■ What to produce ■
Lines holding the string "outline" are the ones to copy; find them all in the data.

■ Provided entries ■
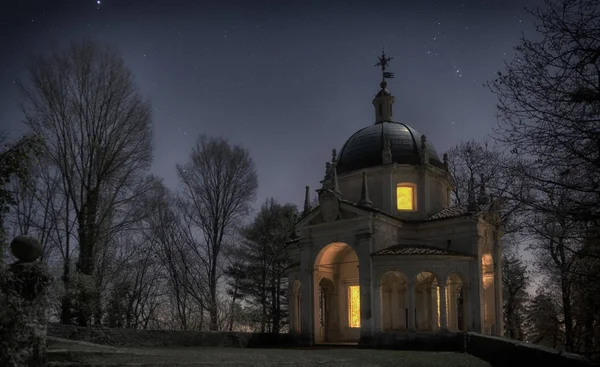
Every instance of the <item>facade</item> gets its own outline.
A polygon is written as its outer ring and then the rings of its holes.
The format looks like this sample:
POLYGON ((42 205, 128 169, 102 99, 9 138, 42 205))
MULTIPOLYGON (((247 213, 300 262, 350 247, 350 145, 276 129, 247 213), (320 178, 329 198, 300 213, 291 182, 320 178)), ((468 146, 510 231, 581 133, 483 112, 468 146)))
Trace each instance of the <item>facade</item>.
...
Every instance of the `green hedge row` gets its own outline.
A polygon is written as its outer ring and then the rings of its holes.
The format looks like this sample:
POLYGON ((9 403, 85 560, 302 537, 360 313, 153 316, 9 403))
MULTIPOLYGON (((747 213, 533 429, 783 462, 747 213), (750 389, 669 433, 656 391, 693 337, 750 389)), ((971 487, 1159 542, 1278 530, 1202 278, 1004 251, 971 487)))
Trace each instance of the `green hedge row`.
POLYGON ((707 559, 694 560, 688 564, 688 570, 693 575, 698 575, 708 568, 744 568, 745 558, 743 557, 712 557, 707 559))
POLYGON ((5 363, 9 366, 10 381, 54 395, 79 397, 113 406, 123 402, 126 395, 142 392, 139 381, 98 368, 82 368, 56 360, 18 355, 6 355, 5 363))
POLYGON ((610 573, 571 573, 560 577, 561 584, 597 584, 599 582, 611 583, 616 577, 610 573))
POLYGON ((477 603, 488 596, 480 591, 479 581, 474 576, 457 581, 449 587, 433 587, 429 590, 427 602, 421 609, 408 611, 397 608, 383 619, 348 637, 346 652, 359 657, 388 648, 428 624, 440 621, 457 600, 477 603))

■ Final answer ■
Every instance of the <item>facade</item> gets its own outline.
Every instance of the `green hedge row` gets its own outline.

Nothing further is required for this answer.